Failures: [1]: time : 2023-12-15_19:59:43 host : ubuntu-Precision-7920-Tower rank : 1 (local_rank: 1) exitcode : 1 (pid: 4019227) error_file: <N/A> traceback : To enable traceback see: https://pytorch.org/docs/stable/elastic/errors.html

Root Cause (first observed failure): [0]: time : 2023-12-15_19:59:43 host : ubuntu-Precision-7920-Tower rank : 0 (local_rank: 0) exitcode : 1 (pid: 4019226) error_file: <N/A> traceback : To enable traceback see: https://pytorch.org/docs/stable/elastic/errors.html

Please answer me, how can I solve it? Thank you.

Can you try this script and see if there is any error comes out?

> [Material shown]

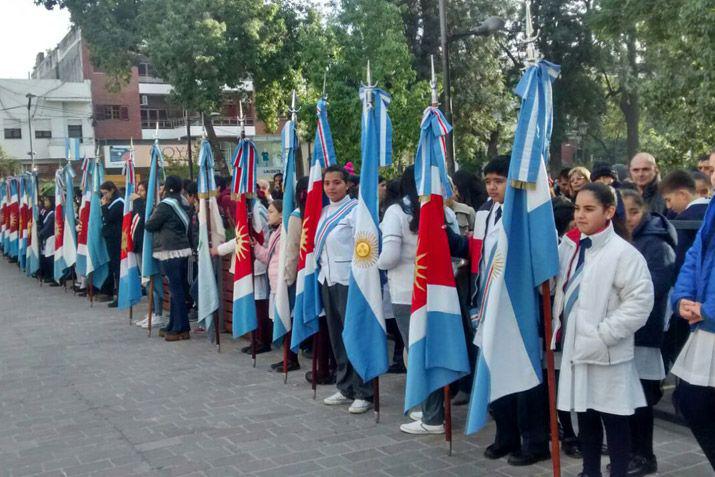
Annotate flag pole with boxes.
==
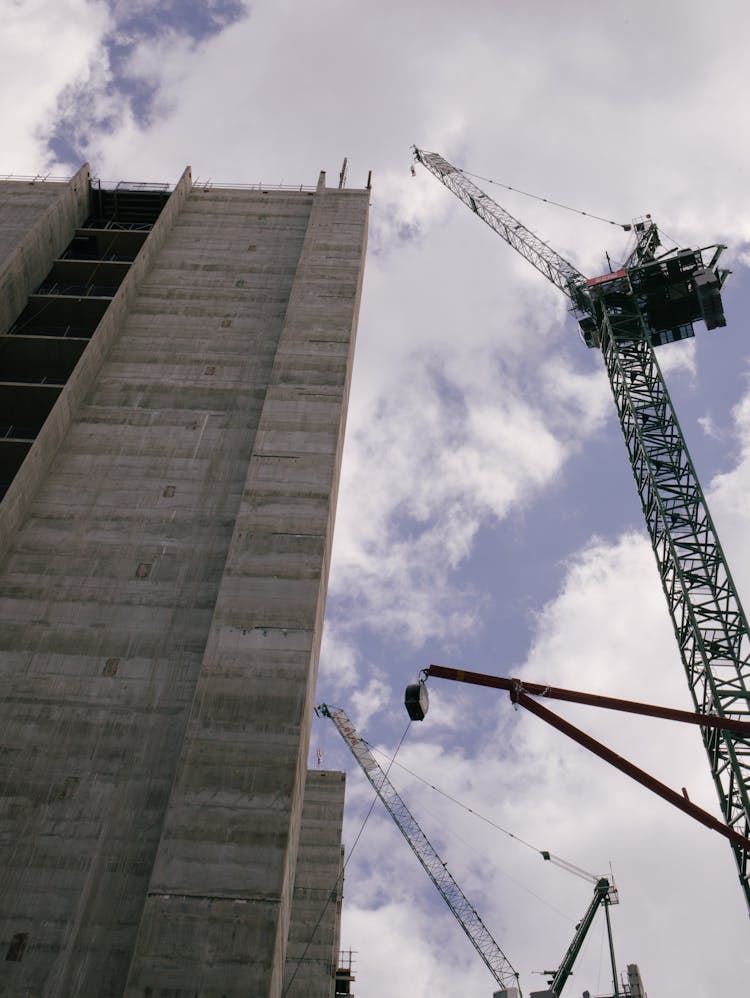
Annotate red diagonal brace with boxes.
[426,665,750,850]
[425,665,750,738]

> [Written task]
Extract the entire forum excerpt above on the PyTorch process failures, reproducing every line word for word.

> [Task result]
Failures: [1]: time : 2023-12-15_19:59:43 host : ubuntu-Precision-7920-Tower rank : 1 (local_rank: 1) exitcode : 1 (pid: 4019227) error_file: <N/A> traceback : To enable traceback see: https://pytorch.org/docs/stable/elastic/errors.html

Root Cause (first observed failure): [0]: time : 2023-12-15_19:59:43 host : ubuntu-Precision-7920-Tower rank : 0 (local_rank: 0) exitcode : 1 (pid: 4019226) error_file: <N/A> traceback : To enable traceback see: https://pytorch.org/docs/stable/elastic/errors.html

Please answer me, how can I solve it? Thank you.

Can you try this script and see if there is any error comes out?